**EXERCISE GOAL**
When copying the entries below, leave out every picture and keep the rest exact.

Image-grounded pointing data

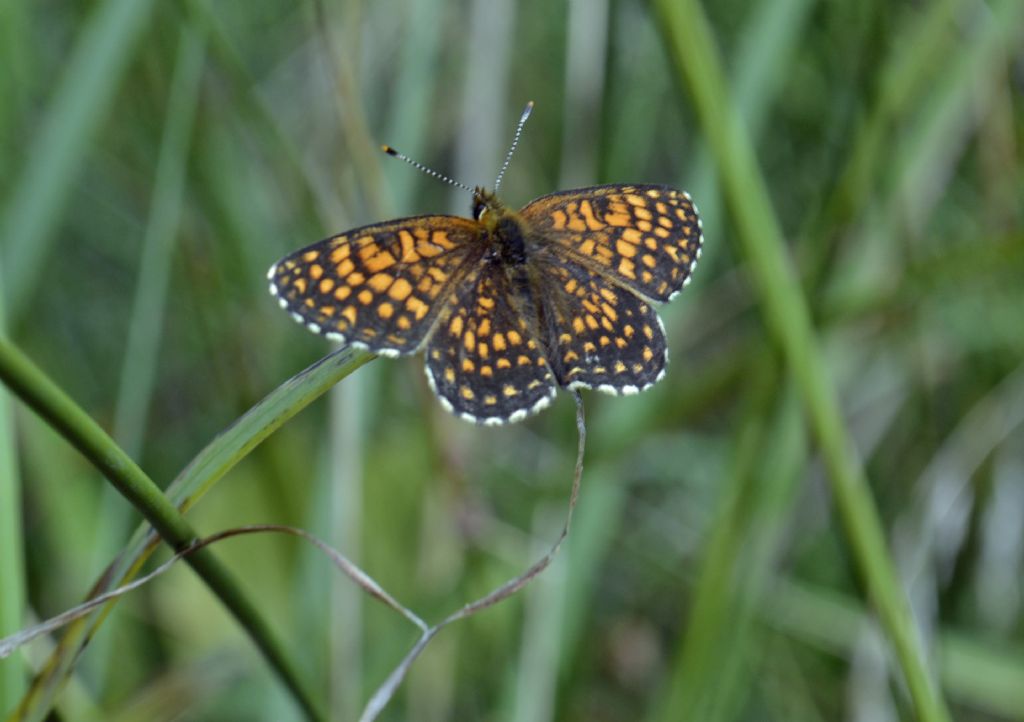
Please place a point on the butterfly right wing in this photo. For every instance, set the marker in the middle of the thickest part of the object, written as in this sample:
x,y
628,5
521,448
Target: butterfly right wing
x,y
380,287
644,238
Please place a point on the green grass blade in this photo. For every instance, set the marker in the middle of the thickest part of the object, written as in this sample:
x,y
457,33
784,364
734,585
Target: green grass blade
x,y
39,392
691,46
145,329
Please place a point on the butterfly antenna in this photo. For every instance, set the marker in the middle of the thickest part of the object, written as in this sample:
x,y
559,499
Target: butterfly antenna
x,y
515,141
429,171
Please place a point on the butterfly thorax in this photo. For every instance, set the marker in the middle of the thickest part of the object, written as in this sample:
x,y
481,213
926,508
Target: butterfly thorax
x,y
504,227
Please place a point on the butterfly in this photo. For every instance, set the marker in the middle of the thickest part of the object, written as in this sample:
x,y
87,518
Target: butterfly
x,y
508,305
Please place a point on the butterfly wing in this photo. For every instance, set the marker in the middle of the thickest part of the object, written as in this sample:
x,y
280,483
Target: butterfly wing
x,y
645,238
483,361
380,287
601,336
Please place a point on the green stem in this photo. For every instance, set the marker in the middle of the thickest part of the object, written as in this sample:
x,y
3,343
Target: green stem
x,y
691,45
39,392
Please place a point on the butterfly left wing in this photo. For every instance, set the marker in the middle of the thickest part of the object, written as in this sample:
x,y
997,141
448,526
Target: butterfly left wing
x,y
645,238
380,287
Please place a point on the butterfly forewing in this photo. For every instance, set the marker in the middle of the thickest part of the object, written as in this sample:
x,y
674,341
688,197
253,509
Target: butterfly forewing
x,y
382,286
646,238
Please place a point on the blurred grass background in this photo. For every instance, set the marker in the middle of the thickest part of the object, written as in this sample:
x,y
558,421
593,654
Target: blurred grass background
x,y
159,157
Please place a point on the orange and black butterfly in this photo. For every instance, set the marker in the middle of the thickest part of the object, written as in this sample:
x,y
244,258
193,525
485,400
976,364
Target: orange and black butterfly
x,y
508,305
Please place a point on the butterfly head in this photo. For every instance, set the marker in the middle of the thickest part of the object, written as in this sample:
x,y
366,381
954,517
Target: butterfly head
x,y
486,208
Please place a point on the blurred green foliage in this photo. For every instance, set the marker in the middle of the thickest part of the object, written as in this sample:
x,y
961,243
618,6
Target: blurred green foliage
x,y
158,157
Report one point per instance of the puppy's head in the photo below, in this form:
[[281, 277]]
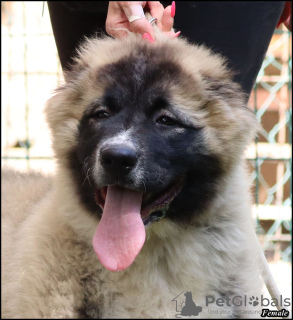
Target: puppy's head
[[147, 130]]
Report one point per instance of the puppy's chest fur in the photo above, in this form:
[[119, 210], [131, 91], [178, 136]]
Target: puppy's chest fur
[[81, 288]]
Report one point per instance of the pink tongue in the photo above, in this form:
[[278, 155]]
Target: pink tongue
[[120, 234]]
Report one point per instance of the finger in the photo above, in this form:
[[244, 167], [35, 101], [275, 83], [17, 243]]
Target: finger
[[137, 22], [167, 20], [116, 20], [156, 10]]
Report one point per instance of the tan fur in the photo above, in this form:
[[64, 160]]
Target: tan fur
[[49, 267]]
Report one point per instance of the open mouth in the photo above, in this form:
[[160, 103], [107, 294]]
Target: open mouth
[[154, 205], [121, 233]]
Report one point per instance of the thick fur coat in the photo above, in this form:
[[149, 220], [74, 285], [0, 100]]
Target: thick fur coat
[[204, 245]]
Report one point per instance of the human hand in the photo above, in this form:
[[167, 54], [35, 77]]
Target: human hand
[[130, 15]]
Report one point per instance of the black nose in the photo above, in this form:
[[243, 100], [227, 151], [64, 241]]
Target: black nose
[[118, 158]]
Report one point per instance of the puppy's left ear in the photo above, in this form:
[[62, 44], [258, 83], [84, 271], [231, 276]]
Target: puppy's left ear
[[228, 112]]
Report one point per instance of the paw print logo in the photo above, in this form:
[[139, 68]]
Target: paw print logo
[[253, 301]]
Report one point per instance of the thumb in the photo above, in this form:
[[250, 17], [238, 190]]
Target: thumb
[[142, 26]]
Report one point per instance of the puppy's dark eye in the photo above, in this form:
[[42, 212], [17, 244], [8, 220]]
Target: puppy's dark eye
[[101, 114], [167, 121]]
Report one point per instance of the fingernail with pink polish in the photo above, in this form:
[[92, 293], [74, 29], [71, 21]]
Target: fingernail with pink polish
[[173, 9], [148, 37], [177, 34]]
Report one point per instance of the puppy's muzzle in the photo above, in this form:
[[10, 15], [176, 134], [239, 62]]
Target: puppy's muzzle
[[118, 159]]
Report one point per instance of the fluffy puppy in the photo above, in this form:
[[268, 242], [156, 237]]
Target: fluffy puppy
[[149, 140]]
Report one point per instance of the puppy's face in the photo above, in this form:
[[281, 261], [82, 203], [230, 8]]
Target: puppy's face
[[163, 119], [135, 136]]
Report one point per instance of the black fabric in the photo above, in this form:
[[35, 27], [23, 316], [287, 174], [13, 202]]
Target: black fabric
[[239, 30]]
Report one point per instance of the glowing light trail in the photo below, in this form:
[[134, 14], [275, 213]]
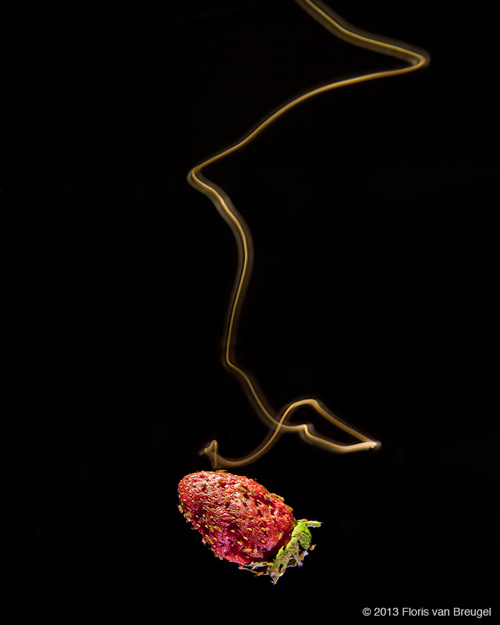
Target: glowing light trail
[[415, 59]]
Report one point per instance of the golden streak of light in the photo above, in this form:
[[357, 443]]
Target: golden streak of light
[[414, 59]]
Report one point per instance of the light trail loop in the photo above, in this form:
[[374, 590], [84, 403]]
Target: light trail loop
[[415, 59]]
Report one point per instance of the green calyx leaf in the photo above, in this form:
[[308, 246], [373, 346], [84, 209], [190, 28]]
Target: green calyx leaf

**SOLUTION**
Please place a point on the butterfly right wing in this photo. For every instance, set the marker in the middle of the thickest part of the object, written as in this sample:
x,y
628,5
521,448
Target: butterfly right wing
x,y
380,287
644,238
Please place a point on the green grass blade in this photo. For every instance, set the marker in the middle of the thickest part of the object, written as in this sample:
x,y
457,33
784,364
734,585
Target: green grass blade
x,y
39,392
691,46
145,329
Please place a point on the butterfly antenna in this photo. For every instance, set the marker in the middle of the thickest part of the object, written as in this sample:
x,y
559,499
Target: butterfly antenna
x,y
515,141
429,171
Please place a point on the butterfly thorax in this photo. For every instance, set the marker in the middle of the thickest part of the object, written as in this sample:
x,y
481,213
926,508
Target: butterfly thorax
x,y
504,227
Please place a point on the butterfly in this photo. For every instance, set the marker in the middle of the thickest part of the object, written as in this sample:
x,y
87,518
Target: butterfly
x,y
508,305
Please place a point on the butterfly wing in this photo. For every instance, set the marker in the middle of the thickest part of the object, written as in this sample:
x,y
280,483
Target: butterfly wing
x,y
645,238
483,361
380,287
601,336
Please place a point on the green stem in this photo. For every instance, set the marker in the middle of the thickest part of the object, written as in this sample:
x,y
3,343
Target: green stem
x,y
691,45
39,392
Please place a point on the butterfly left wing in this photo. For every instance, set the marker in the middle of the thickest part of the object, written as in this sample:
x,y
997,141
448,526
Target: butterfly left wing
x,y
645,238
380,287
Please place a point on the butterfly forewing in this photo. For every instance, set the marker in the middle of the thickest part of the object, written as in this sample:
x,y
674,341
688,197
253,509
Target: butterfly forewing
x,y
382,286
646,238
Please place a point on the blurred grass background in this photo. For every instance, set the marker in the middle of the thickest part of the object, written as in this sample:
x,y
558,421
593,654
Target: blurred grass background
x,y
159,157
Please place a point on the orange and black butterfly in this photo. For every instance, set the marker in the middle of the thickest part of the object, written as in this sample:
x,y
244,258
193,525
485,400
976,364
Target: orange and black butterfly
x,y
508,305
Please place a point on the butterfly head in this photo. For every instance, set the marker in the middle of the thickest part of the object, written as in this sample:
x,y
366,381
954,517
Target: butterfly head
x,y
486,208
Please place a point on the blurred green foliage in this photo. For every instance, set the marker in the middle of the thickest part of the object, written as in this sample:
x,y
961,243
618,6
Target: blurred green foliage
x,y
158,157
Report one point per instance of the puppy's head in the photo below, in this form:
[[281, 277]]
Target: puppy's head
[[147, 130]]
Report one point per instance of the puppy's chest fur in the photo above, in this form:
[[119, 210], [131, 91], [178, 136]]
Target: puppy's chest fur
[[81, 288]]
Report one point per instance of the pink tongue in the photo above, in this form:
[[278, 155]]
Target: pink tongue
[[120, 234]]
Report one point per instance of the finger in the photo above, in this form:
[[244, 167], [35, 101], [275, 83], [17, 243]]
Target: finger
[[137, 22], [167, 20], [116, 20], [156, 10]]
Report one point per instance of the tan fur in the photo above, in this form:
[[64, 160]]
Target: tan fur
[[49, 267]]
Report one point per instance of the open mouth in the photo above, in this form:
[[160, 103], [107, 294]]
Target: open mouth
[[154, 205], [121, 233]]
Report one point per instance of the thick fur coat in the photo above, in this form:
[[149, 220], [74, 285], [0, 100]]
Target: thick fur coat
[[204, 245]]
Report one point per instance of the human hand in the photo above, in this form:
[[167, 54], [35, 77]]
Target: human hand
[[130, 15]]
Report one point per instance of the black nose in the photo above, in this form:
[[243, 100], [227, 151], [64, 241]]
Target: black nose
[[118, 158]]
Report one point per instance of the puppy's left ear in the photo above, in this form:
[[62, 44], [258, 83], [84, 271], [231, 276]]
Target: puppy's left ear
[[228, 112]]
Report one point per instance of the paw print logo in the photo above, in this form:
[[139, 68]]
Target: paw print logo
[[253, 301]]
Report one point per instance of the thumb in the photo above, in this form:
[[250, 17], [238, 190]]
Target: thumb
[[142, 26]]
Report one point per instance of the puppy's dark eye in the photo above, in this form:
[[42, 212], [17, 244], [8, 220]]
Target: puppy's dark eye
[[101, 114], [167, 121]]
Report one point per instance of the fingernail with pink polish in the photo above, in this form:
[[92, 293], [74, 29], [71, 21]]
Target: fingernail with pink polish
[[173, 9], [148, 37], [177, 34]]
Report one point per instance of the puppy's muzzle in the photo above, in this form:
[[10, 15], [176, 134], [239, 62]]
Target: puppy's muzzle
[[118, 159]]
Report one point per instance of the fluffy puppy in the photo above, in this form:
[[268, 242], [156, 237]]
Target: fluffy puppy
[[149, 140]]
Report one point per instance of the puppy's face in the photo above, in this form:
[[281, 261], [82, 203], [230, 8]]
Target: puppy's face
[[163, 119], [135, 136]]
Report one point per instance of the black fabric in the photo above, in this form:
[[35, 27], [23, 316], [287, 174], [13, 202]]
Target: black fabric
[[239, 30]]
Report one point per instance of the glowing light trail in the photo below, in this form:
[[134, 14], [275, 213]]
Target: glowing light trail
[[415, 59]]
Report one point per instance of the golden streak of light in the photo above, in this form:
[[357, 443]]
Target: golden streak of light
[[414, 59]]
Report one point per instance of the light trail loop in the photo above, in this form:
[[374, 590], [84, 403]]
Target: light trail loop
[[415, 59]]
Report one point per instance of the green calyx leaf in the photo above, in this form:
[[308, 246], [373, 346], [84, 209], [190, 28]]
Target: green calyx leaf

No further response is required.